:: Written instruction 1 ::
Copy out the entries verbatim, starting at the line that contains "Mark one point on every instance of the stadium roof" and ending with the final line of the entries, both included.

:: Document extract ::
S4. Can Bellman-Ford be parallelized?¶
Yes, cleanly. Within a round, relaxing all edges is a set of min updates into dist[]. Edges are independent reads of dist[u] and writes to dist[v]; the writes are min-reductions done with atomic compare-and-swap loops or atomicMin. Rounds are separated by a barrier. This maps well to GPUs: edges become threads, dist lives in global memory.
S5. Why is it safe to read a stale dist[u] during parallel relaxation?¶
Because relaxation is monotone: distances only decrease, and never below the true shortest path. Reading a slightly larger (stale) dist[u] only delays an improvement to a later round; it never produces a wrong final answer. This same tolerance for stale reads is precisely what makes the asynchronous distributed version converge at all.
S6. What observability signals matter when Bellman-Ford runs as infrastructure?¶
For a routing daemon: a destination's metric increasing monotonically is count-to-infinity in progress, visible before the cap is hit; route flaps indicate instability; advertisement rate reveals triggered-update bursts; time-to-converge is the key SLO. For a batch job: rounds-to-converge, total relaxations, and the negative-cycle detector firing.
S7. Compare distance-vector, path-vector, and link-state at scale.¶
Distance-vector (Bellman-Ford, RIP): each node knows only neighbors, slow convergence, can count to infinity. Path-vector (BGP): carries the full AS path, so a router rejects any route already containing its own AS — loop-free, internet-scale. Link-state (Dijkstra, OSPF/IS-IS): each node floods full topology and runs SPF locally, fast and loop-free per computation. The scalable answers deliberately abandon pure distance-vector.
S8. How does the INF sentinel cause production bugs?¶
If INF is too small (for example Integer.MAX_VALUE) and you relax from an unreachable vertex without the guard, INF + w overflows to a negative number masquerading as a great path, poisoning every downstream distance. The fix is INF = MAX/4 for headroom plus the dist[u] != INF guard, enforced in code review.
S9. What happens if a "should-be-non-negative" graph gets a negative edge by bug?¶
Distances can diverge toward -∞. In a batch job the detection pass fires and you catch it. In a streaming/online system it can silently corrupt every dependent distance before anyone notices. The mitigation is to validate edge weights at ingestion and assert non-negativity wherever the domain requires it.
S10. Where does Bellman-Ford sit inside min-cost max-flow?¶
It (or SPFA) finds the shortest-cost augmenting path in the residual graph, where residual edges can have negative cost. After the first iteration, Johnson-style potentials make all reduced costs non-negative, so the implementation switches to Dijkstra for speed. Bellman-Ford absorbs the initial negativity exactly once.

:: Exercise materials ::
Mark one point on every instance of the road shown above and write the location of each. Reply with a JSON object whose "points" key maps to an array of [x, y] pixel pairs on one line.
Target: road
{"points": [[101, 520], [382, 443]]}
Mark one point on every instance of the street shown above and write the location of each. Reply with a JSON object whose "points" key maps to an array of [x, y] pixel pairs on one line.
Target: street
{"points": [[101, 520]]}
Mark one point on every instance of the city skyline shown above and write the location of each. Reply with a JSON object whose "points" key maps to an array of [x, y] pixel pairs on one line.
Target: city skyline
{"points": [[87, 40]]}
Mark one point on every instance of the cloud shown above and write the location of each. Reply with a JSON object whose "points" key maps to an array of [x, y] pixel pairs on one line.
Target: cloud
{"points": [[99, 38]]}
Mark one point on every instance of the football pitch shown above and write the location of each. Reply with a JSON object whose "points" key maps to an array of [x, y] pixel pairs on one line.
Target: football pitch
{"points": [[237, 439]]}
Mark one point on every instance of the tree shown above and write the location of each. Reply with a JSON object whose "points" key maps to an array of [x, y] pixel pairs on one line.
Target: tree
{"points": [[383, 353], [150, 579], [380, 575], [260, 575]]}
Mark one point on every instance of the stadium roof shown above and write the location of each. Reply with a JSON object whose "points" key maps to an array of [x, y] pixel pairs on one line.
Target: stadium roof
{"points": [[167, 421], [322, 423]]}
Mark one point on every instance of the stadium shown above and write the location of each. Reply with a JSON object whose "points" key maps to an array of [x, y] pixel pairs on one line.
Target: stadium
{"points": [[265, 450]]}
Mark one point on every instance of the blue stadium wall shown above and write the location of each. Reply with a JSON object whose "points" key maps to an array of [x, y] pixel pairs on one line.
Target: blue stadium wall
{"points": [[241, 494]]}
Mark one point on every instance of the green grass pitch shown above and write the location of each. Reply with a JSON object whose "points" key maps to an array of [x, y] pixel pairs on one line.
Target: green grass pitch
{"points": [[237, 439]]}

:: Written instruction 2 ::
Resume the Bellman-Ford text from the point at which it stops.

:: Final answer 1 ::
Mark one point on every instance of the stadium roof shown above and write the location of each. Reply with a JSON object whose "points" key maps to an array of [x, y] pixel pairs on one line.
Target: stadium roof
{"points": [[167, 421], [322, 423]]}
Mark one point on every instance of the stadium shown above and write the location of each. Reply with a JSON object whose "points" key maps to an array of [x, y] pixel pairs on one line.
Target: stadium
{"points": [[265, 450]]}
Mark one point on every instance of the blue stadium wall shown above and write the location of each. Reply with a JSON object whose "points" key maps to an array of [x, y] pixel pairs on one line.
Target: blue stadium wall
{"points": [[241, 494]]}
Mark one point on every instance of the green grass pitch shown above and write the location of each. Reply with a JSON object whose "points" key maps to an array of [x, y] pixel pairs on one line.
Target: green grass pitch
{"points": [[237, 439]]}

:: Final answer 2 ::
Professional Questions (8 Q&A)¶
P1. How do you architect Bellman-Ford as an offline batch analyzer?¶
Load the edge list, run V-1 rounds plus a detection pass, emit distances and any negative cycle. It is stateless, deterministic, and restartable, which makes it trivial to operate. This is the most common production use of the centralized algorithm: arbitrage detection, constraint feasibility checks, and graph audits. Capacity is Θ(rounds × E); with early termination, rounds is usually small on real graphs.
P2. What is Yen's improvement and why does it matter in practice?¶
Yen (1970) partitions edges by a vertex ordering into forward (u < v) and backward (u > v) sets and relaxes forward edges in increasing order, then backward edges in decreasing order, each round. A single sweep then propagates all improvements in one direction within a round, roughly halving the number of rounds to about V/2. It is deterministic and never worse than O(VE), making it the safe "fast Bellman-Ford" alternative to SPFA.
P3. How do you size a single-machine Bellman-Ford for V = 10^7, E = 10^8?¶
Memory: edge list at 8-byte entries is roughly 0.9 GB, dist[] plus pred[] is about 0.16 GB. Relaxation is a memory-bound scan; expect on the order of 10^8–10^9 relaxations per second per core, cache-bound on the random dist[] accesses. Use 64-bit distances, early termination, and consider a semi-external layout (keep dist[] in RAM, stream edges from disk) for graphs that exceed memory.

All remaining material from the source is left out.